Oops, yes, names are insensitive, like range names.  I'll find those and fix them.

> 
> I agree with you that a method with mutually exclusive parameters is clunky.
> Can 
> > protected void createSourceReferences(AreaReference sourceRef, String sourceName, CellReference position, Sheet sourceSheet)
> be broken into 2 functions? Can sourceName be an XSSFName instead of a
> String?

It would have to be 3 functions, like the createPivotTable methods in XSSFSheet, with duplicated code.  The XML overloads the same "name" attribute to reference an XSSFName and an XSSFTable.  We could do the 3 object variants, and a functional interface to configure the CTWorksheetSource as needed, passing inline anonymous classes to do that bit of the logic. 

That would maintain Java6 compatibility and let createSourceReferences not care whether it referenced a name or area.

**Problems to solve**:
a - In the thread, how many functions does the reply say the method would have to be split into?
b - Extract everything in the thread from "It would have" down to "name or area.".

**Record extracts**:
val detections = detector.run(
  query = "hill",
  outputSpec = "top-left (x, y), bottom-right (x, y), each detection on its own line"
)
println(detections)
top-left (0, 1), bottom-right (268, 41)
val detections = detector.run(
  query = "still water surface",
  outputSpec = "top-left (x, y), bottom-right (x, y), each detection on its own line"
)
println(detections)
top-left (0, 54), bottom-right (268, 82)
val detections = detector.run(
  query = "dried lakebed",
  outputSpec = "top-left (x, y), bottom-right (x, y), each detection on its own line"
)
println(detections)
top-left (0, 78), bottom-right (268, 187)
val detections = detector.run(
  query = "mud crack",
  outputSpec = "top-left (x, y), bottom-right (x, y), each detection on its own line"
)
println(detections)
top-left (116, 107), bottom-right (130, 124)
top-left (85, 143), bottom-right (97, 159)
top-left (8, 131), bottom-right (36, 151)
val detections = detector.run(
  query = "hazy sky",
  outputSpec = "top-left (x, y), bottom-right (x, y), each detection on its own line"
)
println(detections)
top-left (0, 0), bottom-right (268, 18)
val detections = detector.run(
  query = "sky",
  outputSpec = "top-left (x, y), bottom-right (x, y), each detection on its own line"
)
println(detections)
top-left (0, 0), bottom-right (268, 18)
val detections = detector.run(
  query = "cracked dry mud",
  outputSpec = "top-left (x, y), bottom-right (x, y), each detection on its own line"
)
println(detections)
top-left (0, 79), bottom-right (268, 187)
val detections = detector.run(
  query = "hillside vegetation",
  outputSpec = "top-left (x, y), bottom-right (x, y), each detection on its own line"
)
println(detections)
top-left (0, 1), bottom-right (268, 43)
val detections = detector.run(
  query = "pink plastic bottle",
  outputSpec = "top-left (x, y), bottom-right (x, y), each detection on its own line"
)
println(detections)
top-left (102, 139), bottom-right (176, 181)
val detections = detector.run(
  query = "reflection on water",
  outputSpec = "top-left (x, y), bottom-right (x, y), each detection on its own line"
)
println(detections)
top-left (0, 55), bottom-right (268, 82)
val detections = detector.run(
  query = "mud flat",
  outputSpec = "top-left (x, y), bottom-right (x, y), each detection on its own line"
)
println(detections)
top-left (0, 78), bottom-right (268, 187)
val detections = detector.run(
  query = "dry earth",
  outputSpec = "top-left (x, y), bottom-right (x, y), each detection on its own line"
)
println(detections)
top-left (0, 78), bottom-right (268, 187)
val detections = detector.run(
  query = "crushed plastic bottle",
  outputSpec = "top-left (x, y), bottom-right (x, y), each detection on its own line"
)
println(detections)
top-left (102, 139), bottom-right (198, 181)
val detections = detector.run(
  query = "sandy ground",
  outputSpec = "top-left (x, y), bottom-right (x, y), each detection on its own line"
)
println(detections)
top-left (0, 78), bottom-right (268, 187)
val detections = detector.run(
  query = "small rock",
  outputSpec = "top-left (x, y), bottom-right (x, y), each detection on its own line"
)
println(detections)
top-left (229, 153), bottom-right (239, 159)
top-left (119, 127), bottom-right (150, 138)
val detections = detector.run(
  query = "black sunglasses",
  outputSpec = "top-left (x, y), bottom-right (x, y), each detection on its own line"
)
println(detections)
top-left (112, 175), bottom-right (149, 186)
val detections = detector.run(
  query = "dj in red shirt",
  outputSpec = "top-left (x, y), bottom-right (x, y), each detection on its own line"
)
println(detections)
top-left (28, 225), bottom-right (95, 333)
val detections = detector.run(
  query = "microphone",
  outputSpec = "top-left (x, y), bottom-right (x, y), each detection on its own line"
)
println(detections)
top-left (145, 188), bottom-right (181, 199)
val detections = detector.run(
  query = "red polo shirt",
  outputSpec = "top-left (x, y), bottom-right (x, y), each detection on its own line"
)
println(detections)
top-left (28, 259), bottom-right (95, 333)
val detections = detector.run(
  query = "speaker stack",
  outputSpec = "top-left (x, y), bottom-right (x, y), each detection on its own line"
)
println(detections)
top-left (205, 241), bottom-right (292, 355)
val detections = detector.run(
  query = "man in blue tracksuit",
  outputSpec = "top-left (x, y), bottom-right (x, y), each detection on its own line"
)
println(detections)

**Responses in order**:
a - Three functions.

b -
It would have to be 3 functions, like the createPivotTable methods in XSSFSheet, with duplicated code.  The XML overloads the same "name" attribute to reference an XSSFName and an XSSFTable.  We could do the 3 object variants, and a functional interface to configure the CTWorksheetSource as needed, passing inline anonymous classes to do that bit of the logic. 

That would maintain Java6 compatibility and let createSourceReferences not care whether it referenced a name or area.